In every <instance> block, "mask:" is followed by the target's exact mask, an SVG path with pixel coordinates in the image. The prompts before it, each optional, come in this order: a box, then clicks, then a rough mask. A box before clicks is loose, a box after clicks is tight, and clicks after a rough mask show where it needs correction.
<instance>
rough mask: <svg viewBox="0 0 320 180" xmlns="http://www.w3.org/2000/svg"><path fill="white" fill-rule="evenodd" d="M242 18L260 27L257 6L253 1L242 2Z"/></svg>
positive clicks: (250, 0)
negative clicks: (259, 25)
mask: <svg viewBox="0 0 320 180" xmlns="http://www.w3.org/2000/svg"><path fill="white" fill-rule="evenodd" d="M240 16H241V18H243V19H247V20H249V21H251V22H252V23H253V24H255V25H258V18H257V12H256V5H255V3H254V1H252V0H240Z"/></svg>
-=-=-
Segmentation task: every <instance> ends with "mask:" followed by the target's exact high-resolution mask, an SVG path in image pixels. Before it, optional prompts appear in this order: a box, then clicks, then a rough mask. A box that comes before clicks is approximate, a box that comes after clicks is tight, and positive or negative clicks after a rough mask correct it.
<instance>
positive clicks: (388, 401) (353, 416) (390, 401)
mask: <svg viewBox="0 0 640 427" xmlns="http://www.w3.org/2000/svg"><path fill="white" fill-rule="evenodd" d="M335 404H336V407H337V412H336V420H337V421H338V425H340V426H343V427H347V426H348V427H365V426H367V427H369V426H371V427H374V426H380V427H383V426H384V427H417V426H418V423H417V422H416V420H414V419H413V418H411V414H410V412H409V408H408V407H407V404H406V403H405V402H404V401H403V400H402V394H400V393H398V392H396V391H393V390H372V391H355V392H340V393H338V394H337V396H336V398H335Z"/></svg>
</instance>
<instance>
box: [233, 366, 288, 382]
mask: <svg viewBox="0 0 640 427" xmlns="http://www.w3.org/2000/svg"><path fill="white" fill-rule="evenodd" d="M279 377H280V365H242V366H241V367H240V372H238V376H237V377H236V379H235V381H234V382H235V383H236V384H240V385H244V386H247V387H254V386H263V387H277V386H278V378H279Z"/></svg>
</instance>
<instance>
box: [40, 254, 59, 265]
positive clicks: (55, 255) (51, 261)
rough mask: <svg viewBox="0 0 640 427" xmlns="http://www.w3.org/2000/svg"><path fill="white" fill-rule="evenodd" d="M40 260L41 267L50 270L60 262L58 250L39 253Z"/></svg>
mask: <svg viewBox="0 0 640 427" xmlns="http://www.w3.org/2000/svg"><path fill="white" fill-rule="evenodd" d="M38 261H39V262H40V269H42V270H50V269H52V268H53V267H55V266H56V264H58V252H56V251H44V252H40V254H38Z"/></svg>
-=-=-
• _What to do_
Please copy each line of the material that contains the word "tight".

• _Written solution_
In every <instance> block, "mask:" is followed by the target's exact mask, an SVG path with pixel coordinates in the image. The prompts before it, each optional, come in this order: a box, then clicks, then a rough mask. A box before clicks is loose, a box after clicks is tight, and clicks after a rough mask show where it needs correction.
Segmentation task: every <instance> ends with "mask:" followed by the target's exact high-resolution mask, an SVG path in image pixels. Before it, optional prompts appear in this order: a box, then clicks, then a rough mask. A box that comes before clicks is approximate, a box that comes after clicks is tight, and positive or negative clicks after a rough mask correct it.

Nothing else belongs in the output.